### Job:
Edit the lines between the one holding "query (the noun phrase to segment): <item>thin" and the one holding "POLYGON ((52 250, 60", inclusive, so that "thin" becomes "narrow" and nothing else changes. Give back only those lines.

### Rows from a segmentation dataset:

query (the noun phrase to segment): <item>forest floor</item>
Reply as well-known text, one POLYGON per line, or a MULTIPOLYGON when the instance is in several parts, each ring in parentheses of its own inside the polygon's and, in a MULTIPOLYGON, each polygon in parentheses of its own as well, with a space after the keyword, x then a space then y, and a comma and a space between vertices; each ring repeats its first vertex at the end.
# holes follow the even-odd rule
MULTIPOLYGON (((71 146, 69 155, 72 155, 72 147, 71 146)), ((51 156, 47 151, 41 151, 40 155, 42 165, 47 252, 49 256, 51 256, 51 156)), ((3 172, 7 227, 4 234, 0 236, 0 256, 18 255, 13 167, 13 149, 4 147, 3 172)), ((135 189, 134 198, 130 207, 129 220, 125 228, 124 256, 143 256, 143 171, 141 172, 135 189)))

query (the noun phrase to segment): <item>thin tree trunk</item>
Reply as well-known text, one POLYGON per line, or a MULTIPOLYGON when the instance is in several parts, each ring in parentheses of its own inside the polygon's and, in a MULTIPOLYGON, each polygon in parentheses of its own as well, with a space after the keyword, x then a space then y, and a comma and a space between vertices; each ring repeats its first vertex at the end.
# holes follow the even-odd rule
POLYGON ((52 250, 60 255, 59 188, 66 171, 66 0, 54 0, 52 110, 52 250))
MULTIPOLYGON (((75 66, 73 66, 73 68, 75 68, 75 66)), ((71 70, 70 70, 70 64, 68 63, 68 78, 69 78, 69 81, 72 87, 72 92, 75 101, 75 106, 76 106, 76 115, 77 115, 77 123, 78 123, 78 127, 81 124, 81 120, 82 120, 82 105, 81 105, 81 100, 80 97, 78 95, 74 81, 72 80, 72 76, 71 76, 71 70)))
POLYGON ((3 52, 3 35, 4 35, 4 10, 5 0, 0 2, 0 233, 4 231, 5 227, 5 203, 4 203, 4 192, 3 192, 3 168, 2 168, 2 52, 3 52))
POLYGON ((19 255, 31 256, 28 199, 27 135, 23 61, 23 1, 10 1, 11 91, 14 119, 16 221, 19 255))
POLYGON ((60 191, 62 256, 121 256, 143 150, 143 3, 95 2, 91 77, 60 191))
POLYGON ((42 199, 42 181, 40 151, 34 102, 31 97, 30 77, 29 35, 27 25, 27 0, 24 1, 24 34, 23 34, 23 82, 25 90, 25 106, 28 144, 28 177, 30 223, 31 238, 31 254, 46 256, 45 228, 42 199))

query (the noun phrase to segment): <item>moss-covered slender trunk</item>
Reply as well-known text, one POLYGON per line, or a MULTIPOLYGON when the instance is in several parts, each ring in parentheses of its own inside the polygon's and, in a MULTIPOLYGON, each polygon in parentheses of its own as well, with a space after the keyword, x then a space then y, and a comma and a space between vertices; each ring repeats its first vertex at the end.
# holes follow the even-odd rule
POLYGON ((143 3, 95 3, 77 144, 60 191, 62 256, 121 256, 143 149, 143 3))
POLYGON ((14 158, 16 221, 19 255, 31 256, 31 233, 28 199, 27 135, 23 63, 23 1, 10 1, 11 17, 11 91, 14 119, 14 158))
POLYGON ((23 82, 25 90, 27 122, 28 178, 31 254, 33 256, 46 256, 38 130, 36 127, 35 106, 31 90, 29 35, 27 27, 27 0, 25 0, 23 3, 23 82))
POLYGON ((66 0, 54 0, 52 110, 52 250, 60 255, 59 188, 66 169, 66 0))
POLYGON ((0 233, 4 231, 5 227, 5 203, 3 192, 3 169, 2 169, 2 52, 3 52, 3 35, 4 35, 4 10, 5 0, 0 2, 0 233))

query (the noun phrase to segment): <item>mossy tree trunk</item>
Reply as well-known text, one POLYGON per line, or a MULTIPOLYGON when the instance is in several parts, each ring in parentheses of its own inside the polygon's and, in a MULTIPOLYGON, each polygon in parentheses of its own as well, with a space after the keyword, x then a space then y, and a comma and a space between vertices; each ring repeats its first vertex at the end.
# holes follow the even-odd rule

### Written solution:
query (the noun phrase to segment): <item>narrow tree trunk</item>
Reply as well-known text, one POLYGON per line, or a MULTIPOLYGON when the instance is in several parts, each ring in parentheses of its own inside the polygon's and, in a MULTIPOLYGON, each polygon in parentheses of its own as well, with a space after the keyword, x then a space then y, and a comma and a space between vertices; each ring repeats its first vertex at the end.
# holes follow the even-odd rule
POLYGON ((52 250, 60 255, 59 188, 66 171, 66 0, 54 0, 52 110, 52 250))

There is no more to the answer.